### [Problem 1]
Collect every line in the records that contains the word "positive", copying each line in full.
= = = =
Halo: The Master Chief Collection is a model for preserving videogame history

Developer 343 Industries announced the Master Chief Collection to a small gathering of press in a basement meeting room at Shutters, a pristine and impossibly well-appointed beachside hotel in Santa Monica. Shutters reeks of nautical class; picture the Kennedy compound in Hyannis Port suddenly opened as a public accommodation. Deep leather couches, a faint odor of sandalwood in every goddamn room. Paula Patton walked out behind me as I was leaving. We waited for our cars together at the valet stand. That kind of shit. Among the loose assemblage of journalists in attendance, plied with top-shelf liquor and savoury Kobe beef sliders, the common understanding was that we had been summoned to hear the first details about the ardently anticipated fifth chapter in the Halo franchise. We were disabused of that notion within minutes of the presentation’s start. After some mystical bromides about Master Chief’s journey and a screenshot of what will presumably be the box cover, we were informed that Halo 5: Guardians, won’t ship until fall of 2015.

Halo 5’s delay is old news now—purposefully so—but that day at Shutters the announcement confirmed that feverish speculation over 343’s cryptically phrased projections for the future of Halo in the media and at E3 2013 had been justified, and the XBox One would host no canonical Halo title until roughly two years had elapsed since the console’s launch. Considering Halo’s still-undisputed place as the flagship title and saving grace of all three  Xboxes, this was a stunning revelation. In the wake of this news, the Master Chief Collection was treated almost as a salve, a consolation prize, a shiny object to keep Xbox One owners busy until the imminent release of Guardians. And so I grabbed a farewell slider and walked out onto the beach pondering a basic question: why does Master Chief Collection exist? Is it a cash grab? Is it straight-forward flaccid fan service? Or might it be something more?  

As videogames earn wider acceptance as a “capital A” art form, they will continue to confront difficult, complex and controversial issues that other major art forms have already dealt with. If Gamergate has communicated anything, for instance, it is that the seemingly simple task of defining the constituency of “gamers,” those who make and appreciate videogames, is fraught, and painful, and riddled with vitriolic partisans. This should not surprise us. The struggle for definition and identity is both a sign the maturation of an art form and an unholy fucking mess. So while some of the particularities of videogames’ struggle with the “constituency question” may seem, at times, silly or modern, the struggle itself is neither inconsequential or new to art. Don’t believe me? Just watch My Kid Could Paint That, a documentary in which the paintings of a 4 year-old girl throw the modern art establishment into a too-familiar shit fit about the definitions and boundaries of abstract expressionism, a style that has existed since the 1940’s.
= = = =
### [Problem 2]
Carry the essay on Halo and videogame preservation forward from the point where it stops above.

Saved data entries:
= = = =
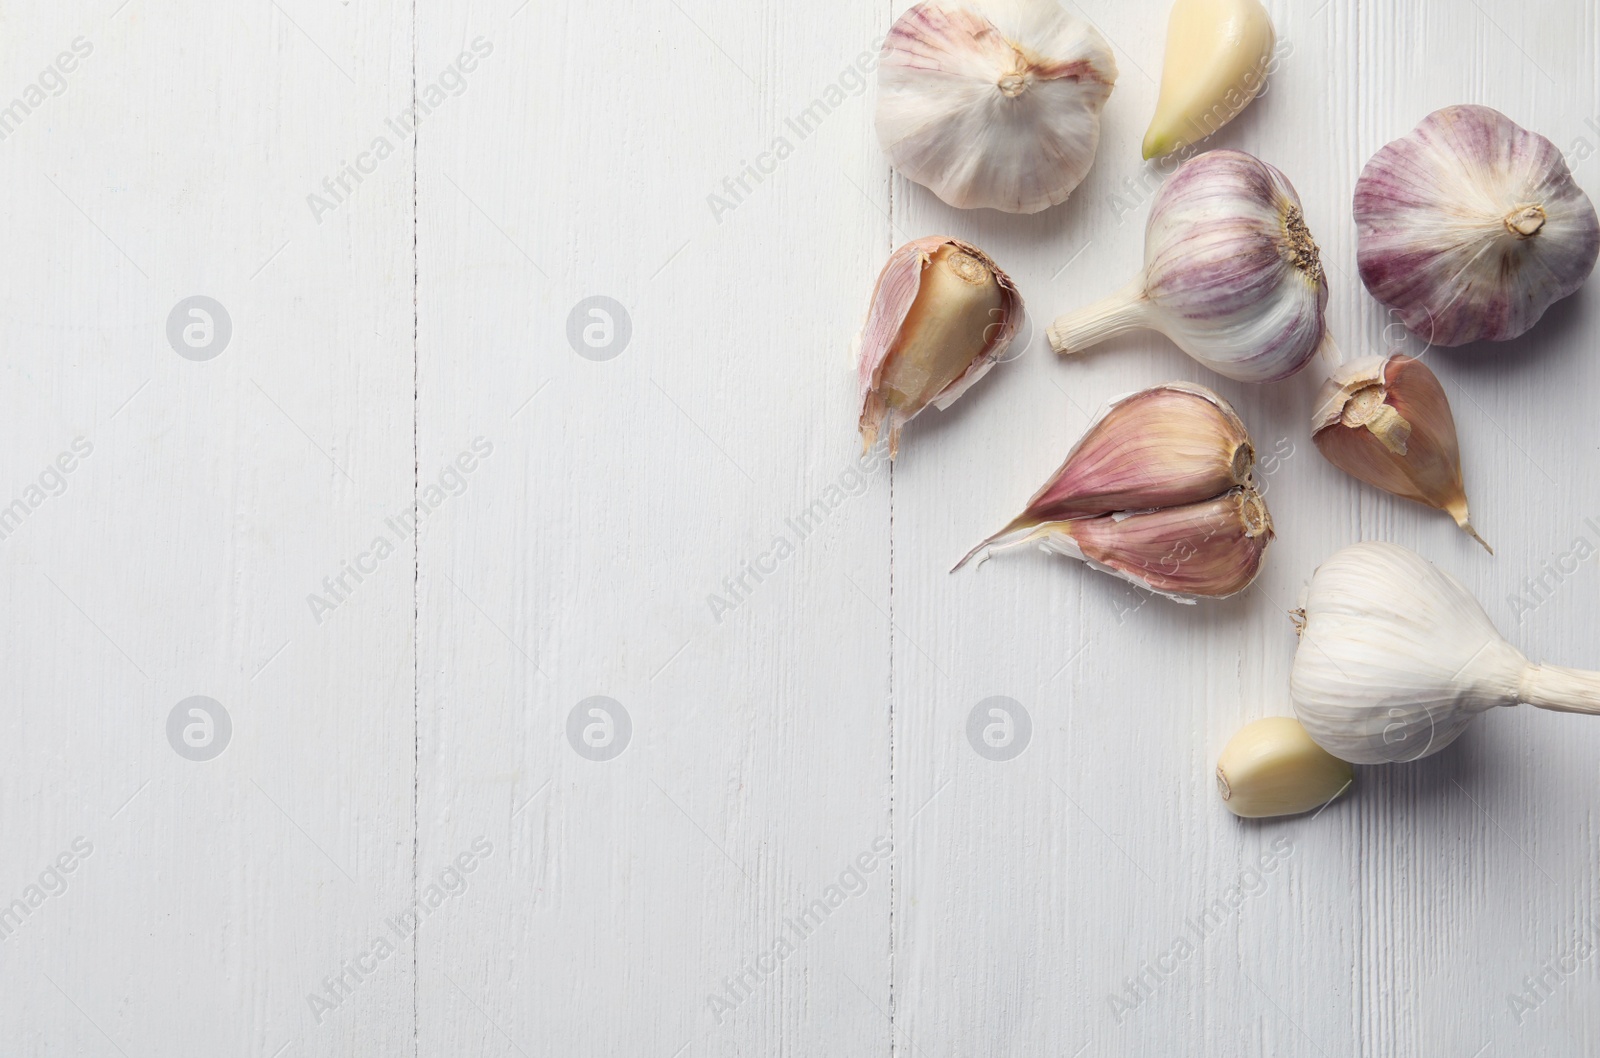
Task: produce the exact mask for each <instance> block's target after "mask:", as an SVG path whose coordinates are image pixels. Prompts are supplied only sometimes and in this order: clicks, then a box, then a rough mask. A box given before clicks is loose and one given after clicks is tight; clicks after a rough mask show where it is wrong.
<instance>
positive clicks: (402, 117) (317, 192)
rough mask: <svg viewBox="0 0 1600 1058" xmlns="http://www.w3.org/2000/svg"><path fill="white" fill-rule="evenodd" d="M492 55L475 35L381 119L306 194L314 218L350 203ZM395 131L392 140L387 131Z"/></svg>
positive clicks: (324, 216)
mask: <svg viewBox="0 0 1600 1058" xmlns="http://www.w3.org/2000/svg"><path fill="white" fill-rule="evenodd" d="M491 54H494V42H493V40H488V38H485V37H478V38H477V40H474V42H472V48H470V50H469V51H462V53H461V54H458V56H456V61H454V62H451V64H450V66H446V67H445V69H443V70H440V74H438V77H435V78H434V80H432V82H429V83H426V85H419V86H418V90H416V102H414V104H413V106H408V107H406V109H405V110H402V112H400V114H397V115H394V117H386V118H384V131H381V133H378V134H376V136H373V139H371V142H368V144H366V149H365V150H362V152H360V154H357V155H355V160H354V162H347V160H344V158H339V168H338V170H334V173H333V176H326V178H323V181H322V194H318V192H315V190H314V192H312V194H309V195H306V205H307V206H309V208H310V216H312V219H314V221H317V222H318V224H322V219H323V218H325V216H328V214H330V213H333V211H334V210H338V208H339V206H342V205H344V203H346V202H349V200H350V198H352V197H354V195H355V190H357V189H358V187H360V186H362V181H365V179H366V178H368V176H371V174H373V173H376V171H378V166H379V165H382V163H384V160H386V158H389V155H392V154H394V152H395V150H398V149H400V144H403V142H406V141H408V139H411V136H413V134H414V133H416V130H418V125H421V123H422V118H424V117H429V115H430V114H434V112H437V110H438V109H440V107H442V106H445V102H448V101H450V99H451V98H453V96H461V94H462V93H466V91H467V75H470V74H472V72H474V70H475V69H478V62H480V61H482V59H486V58H490V56H491ZM390 133H394V139H390V138H389V134H390Z"/></svg>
= = = =
### [Expected output 1]
positive clicks: (402, 117) (317, 192)
positive clicks: (324, 216)

### [Expected output 2]
Another one of these tasks, and probably an equally thorny one, will revolve around how that constituency—however ultimately defined—chooses to understand and represent its past. What will be the history of videogames? Is it the story of the triumphant rise of an entertainment industry, the organic spread of a counterculture, the increasing cohesion of a computer-based art movement? The answer to this question will have a lot to do with the individual legacies and hagiographies crafted around the games that comprise the pantheon of videogaming.  And in crafting these legacies, developers and studios will face a challenge that many other art forms haven’t.

Technology’s innate sense of linear progress gets transferred into the games.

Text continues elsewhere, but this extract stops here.